## Prompt
The full set of records must be printed exactly as given.

(Collected data entries)
● ● ● ●
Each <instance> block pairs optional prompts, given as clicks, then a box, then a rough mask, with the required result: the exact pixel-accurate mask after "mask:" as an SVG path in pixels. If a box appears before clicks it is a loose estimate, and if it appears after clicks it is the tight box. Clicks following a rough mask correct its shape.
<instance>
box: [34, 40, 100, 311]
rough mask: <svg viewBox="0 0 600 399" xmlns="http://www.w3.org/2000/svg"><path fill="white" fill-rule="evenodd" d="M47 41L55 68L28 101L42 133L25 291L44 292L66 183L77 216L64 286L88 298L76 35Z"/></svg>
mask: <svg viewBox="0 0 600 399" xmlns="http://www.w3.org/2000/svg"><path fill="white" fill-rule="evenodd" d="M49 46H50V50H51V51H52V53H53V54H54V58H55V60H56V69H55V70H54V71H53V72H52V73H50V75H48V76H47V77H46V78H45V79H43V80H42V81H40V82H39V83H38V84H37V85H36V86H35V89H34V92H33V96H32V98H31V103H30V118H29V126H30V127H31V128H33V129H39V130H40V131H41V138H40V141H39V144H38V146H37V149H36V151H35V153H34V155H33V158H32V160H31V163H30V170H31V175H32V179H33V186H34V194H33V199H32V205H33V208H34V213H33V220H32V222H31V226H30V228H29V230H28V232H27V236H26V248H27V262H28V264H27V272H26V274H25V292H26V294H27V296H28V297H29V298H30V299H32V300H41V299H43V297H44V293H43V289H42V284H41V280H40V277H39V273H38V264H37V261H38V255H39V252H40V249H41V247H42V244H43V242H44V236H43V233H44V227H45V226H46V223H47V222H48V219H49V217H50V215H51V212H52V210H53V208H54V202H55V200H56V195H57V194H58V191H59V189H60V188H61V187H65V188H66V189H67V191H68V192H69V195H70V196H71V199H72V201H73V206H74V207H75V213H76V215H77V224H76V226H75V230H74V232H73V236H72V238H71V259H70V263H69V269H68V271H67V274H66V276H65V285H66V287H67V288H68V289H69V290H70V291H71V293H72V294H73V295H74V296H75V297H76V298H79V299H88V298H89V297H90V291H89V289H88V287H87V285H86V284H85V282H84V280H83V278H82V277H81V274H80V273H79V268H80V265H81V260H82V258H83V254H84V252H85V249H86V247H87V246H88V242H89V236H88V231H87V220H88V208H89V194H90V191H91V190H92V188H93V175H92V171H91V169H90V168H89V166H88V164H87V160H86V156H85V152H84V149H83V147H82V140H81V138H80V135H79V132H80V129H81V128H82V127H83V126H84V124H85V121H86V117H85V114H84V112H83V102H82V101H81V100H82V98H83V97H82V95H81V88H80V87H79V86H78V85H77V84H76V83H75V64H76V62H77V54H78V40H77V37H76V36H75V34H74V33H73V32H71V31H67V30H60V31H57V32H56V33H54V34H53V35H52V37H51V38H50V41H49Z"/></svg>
● ● ● ●
## Worked solution
Each <instance> block pairs optional prompts, given as clicks, then a box, then a rough mask, with the required result: the exact pixel-accurate mask after "mask:" as an SVG path in pixels. If a box appears before clicks it is a loose estimate, and if it appears after clicks it is the tight box. Clicks following a rough mask correct its shape.
<instance>
box: [34, 40, 100, 311]
rough mask: <svg viewBox="0 0 600 399" xmlns="http://www.w3.org/2000/svg"><path fill="white" fill-rule="evenodd" d="M47 41L55 68L28 101L42 133L25 291L44 292L66 183L77 216L64 286L88 298L76 35Z"/></svg>
mask: <svg viewBox="0 0 600 399" xmlns="http://www.w3.org/2000/svg"><path fill="white" fill-rule="evenodd" d="M49 46H50V50H51V51H52V53H53V54H54V58H55V60H56V69H55V70H54V71H53V72H52V73H50V75H48V76H47V77H46V78H45V79H43V80H42V81H40V82H39V83H38V84H37V85H36V86H35V89H34V92H33V96H32V98H31V103H30V118H29V126H30V127H31V128H33V129H39V130H40V131H41V138H40V141H39V144H38V146H37V149H36V151H35V153H34V155H33V158H32V160H31V163H30V170H31V175H32V179H33V186H34V194H33V199H32V205H33V208H34V213H33V220H32V222H31V226H30V228H29V230H28V232H27V236H26V248H27V262H28V264H27V272H26V274H25V292H26V294H27V296H28V297H29V298H30V299H32V300H41V299H43V297H44V293H43V289H42V284H41V280H40V277H39V273H38V264H37V261H38V255H39V252H40V249H41V247H42V244H43V242H44V236H43V233H44V227H45V226H46V223H47V222H48V219H49V217H50V215H51V212H52V210H53V208H54V202H55V200H56V195H57V194H58V191H59V189H60V188H61V187H65V188H66V189H67V191H68V192H69V195H70V196H71V199H72V201H73V206H74V207H75V213H76V215H77V224H76V226H75V230H74V232H73V236H72V238H71V259H70V263H69V269H68V271H67V274H66V276H65V285H66V287H67V288H68V289H69V290H70V291H71V293H72V294H73V295H74V296H75V297H76V298H79V299H88V298H89V297H90V291H89V289H88V287H87V285H86V284H85V282H84V280H83V278H82V277H81V274H80V273H79V268H80V265H81V260H82V258H83V254H84V252H85V249H86V247H87V246H88V242H89V236H88V231H87V220H88V208H89V194H90V191H91V190H92V188H93V175H92V171H91V169H90V168H89V166H88V164H87V160H86V156H85V152H84V149H83V147H82V140H81V138H80V135H79V132H80V129H81V128H82V127H83V126H84V124H85V121H86V117H85V114H84V112H83V102H82V101H81V100H82V98H83V97H82V95H81V88H80V87H79V86H78V85H77V84H76V83H75V64H76V62H77V54H78V40H77V37H76V36H75V34H74V33H73V32H71V31H67V30H60V31H57V32H56V33H54V34H53V35H52V37H51V38H50V41H49Z"/></svg>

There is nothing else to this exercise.